## Questions
**A.** List the activities that the article on Uretiti Beach says the beach is popular for.
**B.** Answer these questions from the article on Uretiti Beach, one per line:
(i) Which hapū did DOC consult before setting the official names of the reserves?
(ii) What does ure mean in Māori?
(iii) In which reserve is the DOC campground located?
**C.** Write the next part of the article on Uretiti Beach, picking up after its final sentence.

## Document excerpt
_ _ _ _

Uretiti Beach is a stretch of beach between Ruakākā and Waipu on Bream Bay to the south of Whangārei in Northland, New Zealand. It comprises the coastal side of the Uretiti Recreation Reserve and Uretiti Scenic Reserve, and is served by a Department of Conservation (DOC) campground within the Recreation Reserve. Uretiti Beach is popular for swimming, surfing, and fishing, a well-known clothing-optional beach, and camping area for the LGBTQ+ community over the New Year period.

== Name ==
The name Uretiti dates to before the British colonization of New Zealand. DOC consulted with the local Patuharakeke hapū before setting the official names of the reserves, but were given no advice on the meaning of Uretiti. In Māori, ure means "penis", and titi means "peg" or "to poke".

It is also local belief that the area was named after the breeding ground of the titi bird, also known as muttonbird or Sooty shearwater. The translation of ure insinuates the meaning of breeding ground, instead of the direct translation.

_ _ _ _

## Records contained in a dataset
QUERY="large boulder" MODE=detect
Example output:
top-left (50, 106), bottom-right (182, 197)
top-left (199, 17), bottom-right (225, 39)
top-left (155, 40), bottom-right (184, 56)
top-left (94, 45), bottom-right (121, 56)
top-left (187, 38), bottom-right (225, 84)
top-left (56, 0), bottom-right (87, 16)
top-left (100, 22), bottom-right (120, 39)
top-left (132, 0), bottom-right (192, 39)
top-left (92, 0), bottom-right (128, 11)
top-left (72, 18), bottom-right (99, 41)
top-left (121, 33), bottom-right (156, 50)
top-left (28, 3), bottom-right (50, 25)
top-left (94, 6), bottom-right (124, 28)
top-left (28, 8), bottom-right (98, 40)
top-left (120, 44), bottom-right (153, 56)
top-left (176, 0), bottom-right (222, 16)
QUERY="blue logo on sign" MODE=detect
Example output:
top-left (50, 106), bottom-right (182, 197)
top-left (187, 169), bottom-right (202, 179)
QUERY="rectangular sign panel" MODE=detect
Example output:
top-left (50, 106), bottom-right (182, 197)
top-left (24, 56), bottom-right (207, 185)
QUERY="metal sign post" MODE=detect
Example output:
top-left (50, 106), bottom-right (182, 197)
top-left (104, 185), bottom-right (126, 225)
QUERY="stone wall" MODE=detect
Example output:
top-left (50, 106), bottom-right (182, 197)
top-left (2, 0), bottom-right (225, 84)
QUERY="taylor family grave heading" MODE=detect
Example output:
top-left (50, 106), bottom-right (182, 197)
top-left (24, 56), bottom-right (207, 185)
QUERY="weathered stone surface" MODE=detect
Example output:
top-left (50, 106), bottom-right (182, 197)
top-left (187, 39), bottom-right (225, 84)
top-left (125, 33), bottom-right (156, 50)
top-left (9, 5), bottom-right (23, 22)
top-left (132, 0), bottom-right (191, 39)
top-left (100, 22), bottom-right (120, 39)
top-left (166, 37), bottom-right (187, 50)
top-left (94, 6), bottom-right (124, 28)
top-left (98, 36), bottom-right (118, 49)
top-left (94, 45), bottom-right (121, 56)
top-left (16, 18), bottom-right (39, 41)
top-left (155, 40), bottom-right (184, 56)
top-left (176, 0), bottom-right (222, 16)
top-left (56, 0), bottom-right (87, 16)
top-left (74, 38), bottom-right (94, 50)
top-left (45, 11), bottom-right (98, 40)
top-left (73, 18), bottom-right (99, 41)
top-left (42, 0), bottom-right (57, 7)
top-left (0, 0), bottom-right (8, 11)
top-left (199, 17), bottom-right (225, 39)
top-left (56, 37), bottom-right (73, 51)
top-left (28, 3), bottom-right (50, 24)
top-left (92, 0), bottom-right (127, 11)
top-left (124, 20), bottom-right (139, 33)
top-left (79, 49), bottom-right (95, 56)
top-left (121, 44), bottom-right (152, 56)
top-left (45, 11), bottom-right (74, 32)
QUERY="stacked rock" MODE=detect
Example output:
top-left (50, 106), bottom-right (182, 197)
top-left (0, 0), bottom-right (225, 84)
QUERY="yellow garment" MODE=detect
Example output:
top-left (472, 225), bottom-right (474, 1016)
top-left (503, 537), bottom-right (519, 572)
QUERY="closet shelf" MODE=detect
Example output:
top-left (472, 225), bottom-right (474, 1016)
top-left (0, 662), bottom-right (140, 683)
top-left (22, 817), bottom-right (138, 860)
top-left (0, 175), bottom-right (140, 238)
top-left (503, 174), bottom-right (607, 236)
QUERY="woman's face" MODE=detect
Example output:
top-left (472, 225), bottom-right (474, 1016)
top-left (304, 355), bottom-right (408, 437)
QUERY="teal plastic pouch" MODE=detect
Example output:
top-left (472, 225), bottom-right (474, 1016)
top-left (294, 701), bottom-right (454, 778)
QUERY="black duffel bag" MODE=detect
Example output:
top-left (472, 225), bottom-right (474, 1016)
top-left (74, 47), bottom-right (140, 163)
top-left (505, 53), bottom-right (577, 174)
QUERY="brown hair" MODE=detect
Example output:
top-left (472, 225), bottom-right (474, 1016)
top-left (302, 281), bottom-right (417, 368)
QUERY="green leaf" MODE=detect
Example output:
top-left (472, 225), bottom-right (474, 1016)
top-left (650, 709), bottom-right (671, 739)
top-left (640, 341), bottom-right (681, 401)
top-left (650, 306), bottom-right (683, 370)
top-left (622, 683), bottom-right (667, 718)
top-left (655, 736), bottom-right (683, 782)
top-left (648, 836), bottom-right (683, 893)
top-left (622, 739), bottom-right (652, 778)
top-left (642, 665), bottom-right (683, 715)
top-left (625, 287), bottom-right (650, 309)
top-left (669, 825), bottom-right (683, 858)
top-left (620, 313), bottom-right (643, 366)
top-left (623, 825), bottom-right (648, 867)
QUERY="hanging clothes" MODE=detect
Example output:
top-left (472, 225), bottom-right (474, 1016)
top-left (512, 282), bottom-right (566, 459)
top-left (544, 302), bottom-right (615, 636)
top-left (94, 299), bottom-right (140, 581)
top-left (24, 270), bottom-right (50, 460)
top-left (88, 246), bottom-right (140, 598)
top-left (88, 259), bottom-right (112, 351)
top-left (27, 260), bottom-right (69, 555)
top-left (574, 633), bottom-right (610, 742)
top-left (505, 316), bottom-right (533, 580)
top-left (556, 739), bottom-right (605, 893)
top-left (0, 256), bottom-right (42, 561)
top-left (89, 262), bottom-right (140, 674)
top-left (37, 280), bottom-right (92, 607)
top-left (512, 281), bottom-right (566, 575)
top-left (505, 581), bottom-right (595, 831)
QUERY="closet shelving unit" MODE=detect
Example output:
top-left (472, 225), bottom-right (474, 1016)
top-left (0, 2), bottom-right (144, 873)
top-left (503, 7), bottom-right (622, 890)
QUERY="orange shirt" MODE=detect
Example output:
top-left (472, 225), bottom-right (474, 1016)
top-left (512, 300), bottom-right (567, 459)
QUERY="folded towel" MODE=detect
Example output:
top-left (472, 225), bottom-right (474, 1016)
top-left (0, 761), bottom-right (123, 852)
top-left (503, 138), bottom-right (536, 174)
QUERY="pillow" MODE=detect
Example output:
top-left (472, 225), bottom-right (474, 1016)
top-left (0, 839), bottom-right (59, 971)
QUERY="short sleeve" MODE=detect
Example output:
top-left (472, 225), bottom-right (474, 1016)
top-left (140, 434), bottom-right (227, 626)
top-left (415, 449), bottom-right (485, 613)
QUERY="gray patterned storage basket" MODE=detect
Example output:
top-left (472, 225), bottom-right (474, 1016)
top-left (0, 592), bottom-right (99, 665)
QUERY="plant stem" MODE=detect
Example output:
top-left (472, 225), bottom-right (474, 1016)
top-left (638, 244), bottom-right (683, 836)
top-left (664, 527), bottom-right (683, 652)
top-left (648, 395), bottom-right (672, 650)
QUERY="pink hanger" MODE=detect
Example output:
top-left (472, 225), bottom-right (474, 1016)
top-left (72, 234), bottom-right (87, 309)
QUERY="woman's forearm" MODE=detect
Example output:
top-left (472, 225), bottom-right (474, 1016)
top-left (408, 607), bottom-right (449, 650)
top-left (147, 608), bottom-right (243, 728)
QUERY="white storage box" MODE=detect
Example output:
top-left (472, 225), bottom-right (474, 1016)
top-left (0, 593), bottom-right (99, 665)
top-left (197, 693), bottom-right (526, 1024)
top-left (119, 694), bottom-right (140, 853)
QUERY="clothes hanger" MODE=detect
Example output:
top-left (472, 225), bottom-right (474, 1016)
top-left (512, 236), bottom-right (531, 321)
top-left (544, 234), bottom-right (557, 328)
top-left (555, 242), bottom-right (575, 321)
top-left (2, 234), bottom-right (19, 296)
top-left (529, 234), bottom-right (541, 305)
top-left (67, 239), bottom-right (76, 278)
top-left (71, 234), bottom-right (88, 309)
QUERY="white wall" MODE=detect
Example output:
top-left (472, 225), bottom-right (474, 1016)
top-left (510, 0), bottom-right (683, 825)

_ _ _ _

## Results of the exercise
**A.** Swimming, surfing, fishing

**B.**
(i) The Patuharakeke hapū
(ii) "Penis"
(iii) The Uretiti Recreation Reserve

**C.**
== Physical geography ==
Uretiti Beach faces almost due east into Bream Bay. Its northern and southern extremities are defined by DOC boundaries rather than topographical features; it shades into Ruakākā Beach adjacent to Ruakākā township at the northern end, and into the Waipu Wildlife Refuge near Waipu town at the southern end. The stretch of beach thus defined is approximately 5 km long. Northeast of Ruakākā, Bream Bay ends at Marsden Point, marking the mouth of Whangārei Harbour. Southeast of Waipu town are further beaches including Waipu Cove and Langs Beach before the Bay ends at Bream Tail. The Hen and Chicken Islands lie approximately 25 km offshore to the east.

== Recreational use ==
Uretiti is a popular site for surfing, fishing, swimming, and walking. Its water consistently passes water quality tests for swimming safety. It is not patrolled by lifeguards. The beach is a section of Te Araroa walking trail, which runs the length of the country.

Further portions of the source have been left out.